The Example of the Early Christian Church

As an example of the historical prevalence of this technique and to segue to the solution I am proposing to curtail this cycle of manipulation and violence, consider the example of the early Christian church and the eventual emergence of the American system of government. Biblical and extra-biblical sources indicate that the early church was able to establish a culture counter to and independent of the Roman population that they lived amongst. I would argue that it was the independent nature of the Christian lifestyle, born as the outworking of their beliefs but not necessarily the beliefs themselves that served as the primary motivator for the Roman government to persecute and attempt to put down the spread of the Christian way of life.

Biblical accounts report that believers were able to meet all of each other’s needs, even going so far as abandoning the Roman systems of justice in order to resolve conflicts among their membership. The early Christian Church did not actively rebel against Roman authorities; their charity amongst each other simply resulted in the irrelevancy of the aid Rome had to offer, the government of Rome became obsolete to them. Even more troubling to Rome was the evidence that the charity of the early church extended well beyond its own membership. Julian the Apostate, emperor of Rome from 361 to 363 AD, is famously quoted as remarking:

"Why do we not observe that it is their [the Christians'] benevolence to strangers, their care for the graves of the dead and the pretended holiness of their lives that have done the most to increase atheism? [atheism to them was not believing in all of the Roman gods] ... When ... the impious Galileans support not only their own poor, but ours as well, all men see that our people lack aid from us."

□ □ □

=== REQUIREMENTS ===
A) Quote the passage on the early Christian church word for word, starting with "As an example" and going on through "way of life.".
B) According to the passage on the early Christian church, during which years was Julian the Apostate emperor of Rome?

=== Dataset listing of object locations ===
□ □ □

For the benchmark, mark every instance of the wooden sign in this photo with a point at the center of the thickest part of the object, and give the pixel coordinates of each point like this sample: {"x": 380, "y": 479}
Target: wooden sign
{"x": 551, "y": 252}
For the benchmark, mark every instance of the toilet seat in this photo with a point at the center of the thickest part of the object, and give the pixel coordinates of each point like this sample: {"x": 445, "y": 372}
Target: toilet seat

□ □ □

=== SOLVED PROBLEMS ===
A)
As an example of the historical prevalence of this technique and to segue to the solution I am proposing to curtail this cycle of manipulation and violence, consider the example of the early Christian church and the eventual emergence of the American system of government. Biblical and extra-biblical sources indicate that the early church was able to establish a culture counter to and independent of the Roman population that they lived amongst. I would argue that it was the independent nature of the Christian lifestyle, born as the outworking of their beliefs but not necessarily the beliefs themselves that served as the primary motivator for the Roman government to persecute and attempt to put down the spread of the Christian way of life.

B) From 361 to 363 AD.